• DATA SUPPLIED
──────

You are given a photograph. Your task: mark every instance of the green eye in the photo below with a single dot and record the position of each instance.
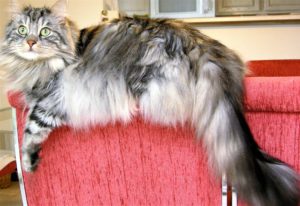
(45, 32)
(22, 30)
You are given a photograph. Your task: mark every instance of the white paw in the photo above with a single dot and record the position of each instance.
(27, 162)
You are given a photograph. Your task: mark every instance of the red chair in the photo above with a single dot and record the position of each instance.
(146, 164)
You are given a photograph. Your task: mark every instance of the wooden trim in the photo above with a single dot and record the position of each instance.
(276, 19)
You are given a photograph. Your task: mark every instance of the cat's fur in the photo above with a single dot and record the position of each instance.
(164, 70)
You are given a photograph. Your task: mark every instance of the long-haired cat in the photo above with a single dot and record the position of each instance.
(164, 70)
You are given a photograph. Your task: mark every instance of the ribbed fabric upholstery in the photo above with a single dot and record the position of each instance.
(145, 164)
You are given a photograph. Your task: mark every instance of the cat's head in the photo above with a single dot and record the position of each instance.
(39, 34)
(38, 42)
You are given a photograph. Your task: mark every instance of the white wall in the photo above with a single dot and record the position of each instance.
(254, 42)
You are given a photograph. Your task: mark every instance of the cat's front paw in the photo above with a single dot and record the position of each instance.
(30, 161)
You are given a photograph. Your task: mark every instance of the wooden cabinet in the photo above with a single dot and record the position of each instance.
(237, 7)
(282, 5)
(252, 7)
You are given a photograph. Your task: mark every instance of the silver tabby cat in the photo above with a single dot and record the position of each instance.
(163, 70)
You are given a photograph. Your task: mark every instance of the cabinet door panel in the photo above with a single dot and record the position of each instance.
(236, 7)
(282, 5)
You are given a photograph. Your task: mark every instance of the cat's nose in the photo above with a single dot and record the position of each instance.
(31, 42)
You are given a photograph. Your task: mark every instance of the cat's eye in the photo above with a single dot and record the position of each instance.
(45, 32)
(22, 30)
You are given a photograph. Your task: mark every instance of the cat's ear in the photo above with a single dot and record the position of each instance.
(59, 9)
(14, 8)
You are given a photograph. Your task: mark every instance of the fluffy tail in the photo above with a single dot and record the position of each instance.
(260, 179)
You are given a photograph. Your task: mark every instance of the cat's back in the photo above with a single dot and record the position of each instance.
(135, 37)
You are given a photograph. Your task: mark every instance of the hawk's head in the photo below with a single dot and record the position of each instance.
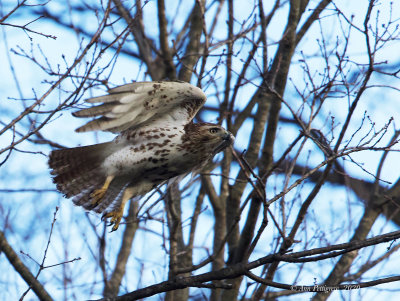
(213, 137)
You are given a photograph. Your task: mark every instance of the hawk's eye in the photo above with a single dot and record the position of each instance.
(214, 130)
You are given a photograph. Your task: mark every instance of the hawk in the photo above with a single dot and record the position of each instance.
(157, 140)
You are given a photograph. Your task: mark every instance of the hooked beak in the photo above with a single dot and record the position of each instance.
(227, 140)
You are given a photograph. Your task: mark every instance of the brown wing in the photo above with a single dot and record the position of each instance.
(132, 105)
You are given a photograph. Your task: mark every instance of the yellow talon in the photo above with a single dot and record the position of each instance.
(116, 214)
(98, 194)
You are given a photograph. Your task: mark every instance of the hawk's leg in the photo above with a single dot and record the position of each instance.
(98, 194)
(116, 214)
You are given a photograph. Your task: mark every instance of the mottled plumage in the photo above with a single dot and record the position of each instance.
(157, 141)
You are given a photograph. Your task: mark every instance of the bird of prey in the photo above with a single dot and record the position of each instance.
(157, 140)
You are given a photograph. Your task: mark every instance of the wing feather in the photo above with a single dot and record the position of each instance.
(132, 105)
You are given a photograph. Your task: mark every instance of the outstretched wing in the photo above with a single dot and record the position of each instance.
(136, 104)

──────

The data above needs to be retyped exactly, with the images left out.

You are given a photograph. Your task: mark every instance of the green eye in the photo below with a single dot and record the position of each instance.
(45, 32)
(22, 30)
You are given a photograph. Your task: mark every instance of the white paw in the photo above with a single dot and record the position of each instance.
(27, 162)
You are given a photograph. Your task: mark every instance of the red chair in the photo above with a single dot and record the position of each instance.
(146, 164)
You are given a photograph. Your task: mark every instance of the wooden trim in the photo above with a single dot and record the position of each instance.
(276, 19)
You are given a photograph. Your task: mark every instance of the cat's fur in the photo above with a single dot and record the position of each instance.
(164, 70)
You are given a photograph. Your task: mark every instance of the long-haired cat in the photo above with a single dot and record the position of each instance.
(164, 70)
You are given a photograph. Your task: mark every instance of the ribbed fabric upholstery in the photo above with a single dot and record the position of each instance.
(145, 164)
You are given a photograph. Your task: mark every instance of the cat's head in the photo above with a single dot and record the position of each instance.
(39, 34)
(38, 42)
You are given a photograph. Your task: mark every instance of the white wall in the photo above with a single dot and record the position of each instance.
(254, 42)
You are given a photograph. Your task: mark every instance of the cat's front paw in the photo above with a single dot and record the position of each instance.
(30, 161)
You are given a photograph. Your task: mark every instance of the wooden cabinet in the photo above with a single dot and record the position of each instance.
(237, 7)
(282, 5)
(252, 7)
You are given a photograph. Your task: mark every instance of the silver tabby cat in the photo above with a single dot and record the position of each instance.
(163, 70)
You are given a photograph. Your task: mark every instance of the cabinet door panel in the photo above with a single dot and record the position of each instance.
(236, 7)
(282, 5)
You are given a photograph. Your task: mark every instance of the cat's nose in the photo above with a single dot and record the position of each instance.
(31, 42)
You are given a photograph. Your task: mark every instance of the cat's eye in the photo above with a single dot and record the position of each instance.
(45, 32)
(22, 30)
You are given a photograph. Your task: mark every instance of the cat's ear in the photo above with a single dot and record the position of each instance.
(59, 9)
(14, 8)
You are given a photograph. Your task: mark every instance of the fluffy tail in the photo above with a single dot and record the position of each instance.
(260, 179)
You are given a photograph. Your task: mark every instance of the cat's back in the photo above with a single dot and record the position of each instance.
(135, 37)
You are given a photograph. Your task: mark every instance of the hawk's head in the photo below with a single dot and record the position of each instance.
(213, 137)
You are given a photograph. Your task: mark every instance of the hawk's eye in the photo above with a single dot and record the position of each instance.
(214, 130)
You are given a photograph. Your task: mark every instance of the hawk in the photo above with a single dot and record the position of each instance.
(157, 140)
You are given a photograph. Your task: mark every instance of the hooked beak in the photo above with a single dot and record the position of each instance.
(227, 140)
You are given a photograph. Your task: mark every instance of the brown wing in the photo above with a single dot and record the position of each instance.
(132, 105)
You are given a photograph. Your task: mark every instance of the yellow talon in the photo above with a single dot and record the position of each instance.
(116, 214)
(98, 194)
You are given a photograph. Your task: mark every instance of the hawk's leg in the photo above with a single dot and record the position of each instance.
(98, 194)
(116, 214)
You are given a photograph. Your task: mark every instance of the mottled plumage in the photo above with a single dot and record the position of each instance.
(157, 141)
You are given a photograph. Your task: mark every instance of the bird of prey in the photo above with a single dot and record the position of each instance.
(157, 140)
You are given a photograph. Your task: mark every instance of the wing feather in the photo above with a single dot and record the position of each instance.
(132, 105)
You are given a photograph. Your task: mark every instance of the outstretched wing in the photo above with a single dot and record the position of each instance.
(136, 104)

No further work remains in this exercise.